# INSTRUCTION
Please quote every line word for word.

[Point annotation dataset records]
-.-.-
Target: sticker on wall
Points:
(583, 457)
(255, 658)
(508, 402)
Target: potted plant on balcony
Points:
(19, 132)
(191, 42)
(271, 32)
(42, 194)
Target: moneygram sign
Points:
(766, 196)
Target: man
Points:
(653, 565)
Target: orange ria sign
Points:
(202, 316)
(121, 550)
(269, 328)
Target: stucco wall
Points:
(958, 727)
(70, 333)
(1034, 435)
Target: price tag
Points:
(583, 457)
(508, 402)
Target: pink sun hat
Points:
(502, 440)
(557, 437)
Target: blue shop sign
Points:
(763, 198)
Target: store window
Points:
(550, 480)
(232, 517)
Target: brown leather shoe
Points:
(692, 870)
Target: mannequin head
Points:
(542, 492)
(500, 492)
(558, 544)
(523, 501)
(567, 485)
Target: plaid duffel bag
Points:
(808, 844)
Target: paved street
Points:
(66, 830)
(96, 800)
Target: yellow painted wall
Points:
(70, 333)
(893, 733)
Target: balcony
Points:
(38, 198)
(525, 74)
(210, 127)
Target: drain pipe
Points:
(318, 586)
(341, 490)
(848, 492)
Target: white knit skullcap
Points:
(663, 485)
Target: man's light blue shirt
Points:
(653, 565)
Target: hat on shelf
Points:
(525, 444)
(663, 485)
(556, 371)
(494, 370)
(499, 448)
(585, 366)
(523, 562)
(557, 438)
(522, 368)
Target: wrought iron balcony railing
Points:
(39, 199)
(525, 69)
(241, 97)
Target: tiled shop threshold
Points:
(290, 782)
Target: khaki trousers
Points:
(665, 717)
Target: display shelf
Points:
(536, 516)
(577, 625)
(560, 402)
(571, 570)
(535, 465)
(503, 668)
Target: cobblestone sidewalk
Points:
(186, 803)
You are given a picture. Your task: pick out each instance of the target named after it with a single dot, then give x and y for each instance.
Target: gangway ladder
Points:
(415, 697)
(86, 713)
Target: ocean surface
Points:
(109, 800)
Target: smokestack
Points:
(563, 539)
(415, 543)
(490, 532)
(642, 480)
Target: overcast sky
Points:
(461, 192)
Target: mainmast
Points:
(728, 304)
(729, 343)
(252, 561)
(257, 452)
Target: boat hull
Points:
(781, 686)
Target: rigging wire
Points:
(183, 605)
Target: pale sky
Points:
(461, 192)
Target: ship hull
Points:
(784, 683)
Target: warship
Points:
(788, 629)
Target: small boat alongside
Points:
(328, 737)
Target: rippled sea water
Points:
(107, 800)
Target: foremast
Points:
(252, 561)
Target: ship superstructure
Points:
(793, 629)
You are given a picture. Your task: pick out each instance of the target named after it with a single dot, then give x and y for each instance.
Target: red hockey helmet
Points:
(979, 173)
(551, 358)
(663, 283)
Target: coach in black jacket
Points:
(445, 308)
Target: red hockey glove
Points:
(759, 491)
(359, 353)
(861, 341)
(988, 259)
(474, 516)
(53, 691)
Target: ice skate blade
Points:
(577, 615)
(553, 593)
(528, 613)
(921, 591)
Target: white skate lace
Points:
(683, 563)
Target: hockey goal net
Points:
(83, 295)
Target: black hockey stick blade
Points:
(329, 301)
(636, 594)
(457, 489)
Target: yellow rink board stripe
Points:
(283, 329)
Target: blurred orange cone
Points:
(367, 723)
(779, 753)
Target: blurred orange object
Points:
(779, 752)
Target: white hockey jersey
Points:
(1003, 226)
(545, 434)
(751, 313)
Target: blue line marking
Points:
-.-.-
# SOLUTION FOR THIS PROBLEM
Target: sticker on wall
Points:
(583, 457)
(255, 658)
(508, 402)
Target: potted plant on balcony
Points:
(19, 132)
(191, 42)
(271, 32)
(42, 194)
Target: moneygram sign
Points:
(766, 196)
Target: man
Points:
(653, 565)
Target: orange ria sign
Points:
(202, 316)
(121, 550)
(269, 328)
Target: stucco wall
Points:
(958, 727)
(70, 333)
(1034, 435)
Target: price tag
Points:
(583, 457)
(508, 402)
Target: pink sun hat
Points:
(502, 440)
(557, 437)
Target: blue shop sign
Points:
(763, 198)
Target: store window
Points:
(550, 480)
(232, 517)
Target: brown leather shoe
Points:
(692, 870)
Target: mannequin head
Points:
(542, 492)
(500, 492)
(558, 544)
(523, 501)
(567, 485)
Target: plaid duffel bag
Points:
(808, 844)
Target: paved street
Points:
(66, 830)
(96, 800)
Target: yellow painted wall
Points:
(70, 333)
(893, 733)
Target: balcony
Points:
(38, 198)
(525, 74)
(210, 127)
Target: drain pipe
Points:
(318, 586)
(341, 490)
(848, 492)
Target: white knit skullcap
Points:
(663, 485)
Target: man's light blue shirt
Points:
(653, 565)
Target: hat on shelf
Points:
(525, 444)
(663, 485)
(556, 371)
(494, 370)
(499, 448)
(585, 366)
(523, 562)
(557, 438)
(522, 368)
Target: wrought iron balcony railing
Points:
(39, 199)
(525, 69)
(241, 97)
Target: tiled shop threshold
Points:
(290, 782)
Target: khaki trousers
Points:
(665, 717)
Target: display shelf
Points:
(536, 516)
(577, 625)
(560, 402)
(571, 570)
(535, 465)
(503, 668)
Target: cobblestone sidewalk
Points:
(186, 803)
You are given a picture. Your task: pick out each instance of the target named after it with a single dot, then give x and y for each instance.
Target: gangway ladder
Points:
(415, 697)
(86, 713)
Target: ocean surface
Points:
(109, 800)
Target: smokestack
Points:
(563, 539)
(415, 543)
(490, 532)
(642, 480)
Target: overcast sky
Points:
(461, 192)
Target: mainmast
Points:
(728, 304)
(729, 343)
(252, 561)
(257, 452)
Target: boat hull
Points:
(781, 686)
Target: rigging wire
Points:
(183, 605)
Target: pale sky
Points:
(461, 192)
Target: ship hull
Points:
(784, 683)
Target: warship
Points:
(788, 629)
Target: small boat alongside
Points:
(328, 737)
Target: rippled sea water
Points:
(107, 800)
Target: foremast
Points:
(252, 561)
Target: ship superstructure
Points:
(793, 629)
You are given a picture. Your task: pick out each instance of the target named after it with a single dot, then give x and y for each instance.
Target: red hockey helmet
Points:
(979, 173)
(551, 358)
(663, 283)
Target: coach in black jacket
Points:
(445, 308)
Target: red hockey glove
Points:
(759, 491)
(359, 353)
(861, 341)
(988, 259)
(474, 516)
(53, 691)
Target: ice skate blade
Points:
(577, 615)
(553, 593)
(528, 613)
(921, 591)
Target: white skate lace
Points:
(683, 563)
Target: hockey goal net
Points:
(83, 295)
Target: black hockey stick blade
Points:
(329, 301)
(636, 594)
(457, 489)
Target: yellow rink board stripe
Points:
(283, 329)
Target: blurred orange cone
Points:
(367, 723)
(779, 753)
Target: blurred orange object
Points:
(779, 752)
Target: white hockey jersey
Points:
(1003, 226)
(545, 434)
(751, 313)
Target: blue line marking
Points:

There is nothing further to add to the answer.